Alanine aminotransferase (ALT, SGPT) — serum
ALT levels in healthy pregnancy are typically normal or slightly lower than in nonpregnant adults. Any elevation above pregnancy-specific upper limits should be interpreted in clinical context, especially when accompanied by symptoms, hypertension, jaundice, or other abnormal liver tests.
| Units | Nonpregnant Adult | 1st Trimester | 2nd Trimester | 3rd Trimester |
|---|---|---|---|---|
| U/L | 7 – 41 | 3 – 30 | 2 – 33 | 2 – 25 |
| µkat/L | 0.12 – 0.68 | 0.05 – 0.50 | 0.03 – 0.55 | 0.03 – 0.42 |
Causes of elevated ALT
- Pregnancy-related liver disorders
- HELLP syndrome
- Acute fatty liver of pregnancy (AFLP)
- Preeclampsia with liver involvement
- Intrahepatic cholestasis of pregnancy (ICP)
- Hyperemesis gravidarum
- Hepatocellular injury
- Viral hepatitis (A, B, C, E; EBV, CMV, HSV)
- Drug-induced liver injury (acetaminophen, antiepileptics, isoniazid, methyldopa, antibiotics, herbal agents)
- Alcohol-associated liver disease
- NAFLD / NASH
- Autoimmune hepatitis
- Ischemic hepatitis (“shock liver”)
- Cholestatic or biliary disease
- Choledocholithiasis, cholecystitis, cholangitis
- Extrahepatic bile duct obstruction
- PBC or PSC (less common)

== PROVIDED DATA ==
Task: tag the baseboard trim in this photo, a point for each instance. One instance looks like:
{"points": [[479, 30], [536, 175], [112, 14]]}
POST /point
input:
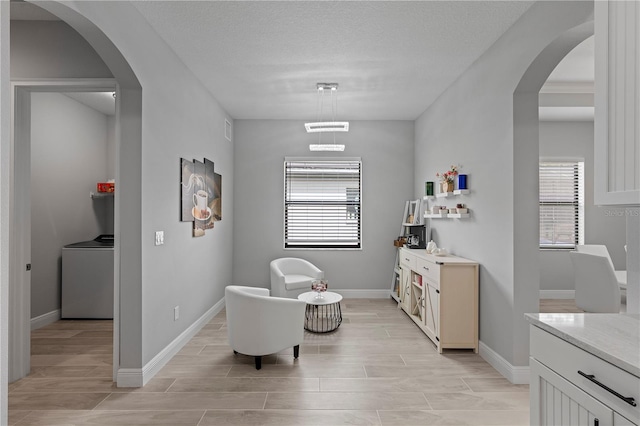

== EXPLORE THE MATERIAL ==
**1.** According to the ALT text above the data, what is the normal ALT range in U/L during the third trimester?
**2.** From the ALT text, reproduce the part starting with "- Preeclampsia with" and going on through "antibiotics, herbal agents)".

== EXERCISE SOLUTIONS ==
**1.** 2 – 25 U/L

**2.**
- Preeclampsia with liver involvement
- Intrahepatic cholestasis of pregnancy (ICP)
- Hyperemesis gravidarum
- Hepatocellular injury
- Viral hepatitis (A, B, C, E; EBV, CMV, HSV)
- Drug-induced liver injury (acetaminophen, antiepileptics, isoniazid, methyldopa, antibiotics, herbal agents)